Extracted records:
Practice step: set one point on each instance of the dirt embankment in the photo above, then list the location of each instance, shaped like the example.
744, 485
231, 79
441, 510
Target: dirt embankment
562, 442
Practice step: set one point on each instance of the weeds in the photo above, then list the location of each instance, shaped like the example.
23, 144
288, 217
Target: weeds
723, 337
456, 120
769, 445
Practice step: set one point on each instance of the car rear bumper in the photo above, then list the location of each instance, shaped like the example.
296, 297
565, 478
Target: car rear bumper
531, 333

* * *

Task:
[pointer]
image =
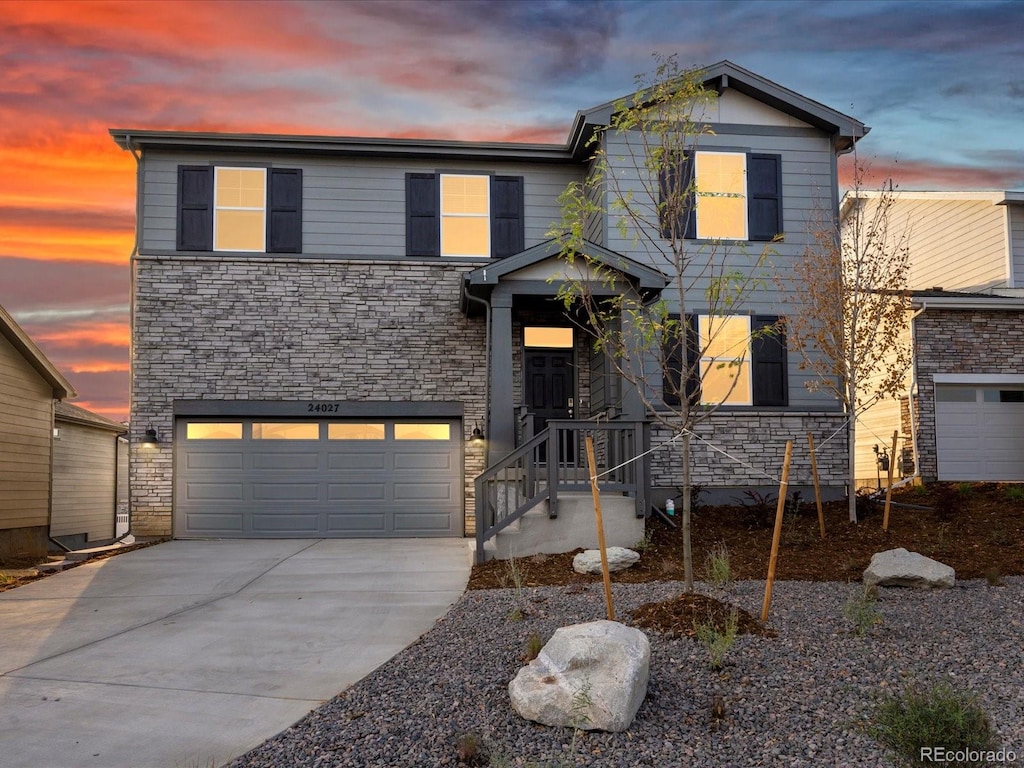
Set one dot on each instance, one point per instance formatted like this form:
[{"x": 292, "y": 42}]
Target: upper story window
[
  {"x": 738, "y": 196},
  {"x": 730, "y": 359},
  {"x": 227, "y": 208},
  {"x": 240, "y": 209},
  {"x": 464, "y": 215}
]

* EXERCISE DETAILS
How many of the lines above hold the word "photo"? Give only that number.

* RESPONSE AREA
3